*Reading passage*
------------------------------
Showing posts with label Tom Ford. Show all posts
Showing posts with label Tom Ford. Show all posts

Saturday, February 7, 2015

Smell Check 2015

Valentine’s Day is just around the corner and what could be more sensual than wearing a seductive fragrance to put your loved one in the mood? In other words, it’s just about time for Smell Check 2015.

Since last year I’ve learned a lot about fragrances in terms of projection – the power of your scent projecting out; sillage – the staying power of the scent on you; dry down – when the top notes of a scent drift away and the middle and base notes take over.

Numerous great fragrance review sites have popped up on the internet, with my favorite being Fragrantica.com, where you can find endless reviews from cologne and perfume fans on every scent you’re curious about. The site has barometers showing projection and sillage rate of each fragrance, all voted on by users, in addition to breakdowns to all the notes used in each fragrance. It’s amazing.
------------------------------
*Data segment*
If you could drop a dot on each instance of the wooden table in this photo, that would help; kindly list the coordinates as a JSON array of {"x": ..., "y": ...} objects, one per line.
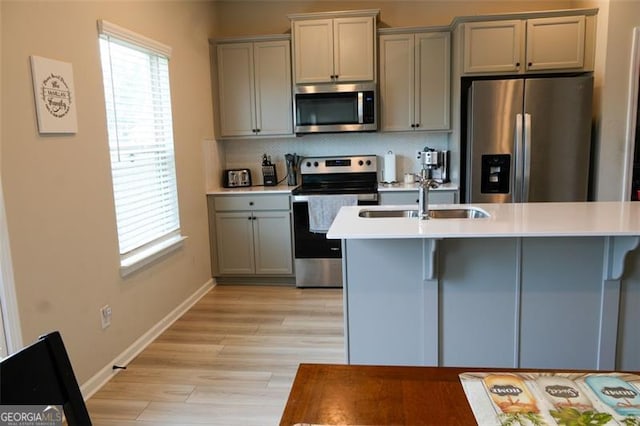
------------------------------
*Requirement A*
From the Smell Check 2015 post, write out the stretch from "Valentine’s Day is" through "Smell Check 2015.".
*Requirement B*
In the Smell Check 2015 post, which fragrance review site does the writer name as a favorite?
*Requirement C*
Pick up the Smell Check 2015 post after its last sentence and keep writing it.

*Task output A*
Valentine’s Day is just around the corner and what could be more sensual than wearing a seductive fragrance to put your loved one in the mood? In other words, it’s just about time for Smell Check 2015.

*Task output B*
Fragrantica.com

*Task output C*
In the past few years I’ve found myself gravitating more towards niche fragrances as opposed to designer fragrances, easy on my nose but not so easy on my wallet. In the long run I’ve got to admit it’s all been worth it for the great scents I’ve discovered. Here are a few, some old and some even older:

Tobacco Vanille (Tom Ford) – Everybody loves Tobacco Vanille, and so do I, but with all that said I don’t get a lot of tobacco in this scent. I get cinnamon and honey with a whiff, ahh, should be kind of feminine but it still maintains a masculine tone all the way through. I’m loving this, but for a tobacco vibe I’ll stick with Mugler Pure Havane.

By the way, while many niche fragrances carry high price tags, nobody ups the ante quite like Tom Ford. A large bottle of his juice will set you back by $250-350. Whew! Because of his greedy price fixing frag fans madly scramble towards cheaper scents that emulate the same notes, or they simply buy testers, which are in ample supply on eBay.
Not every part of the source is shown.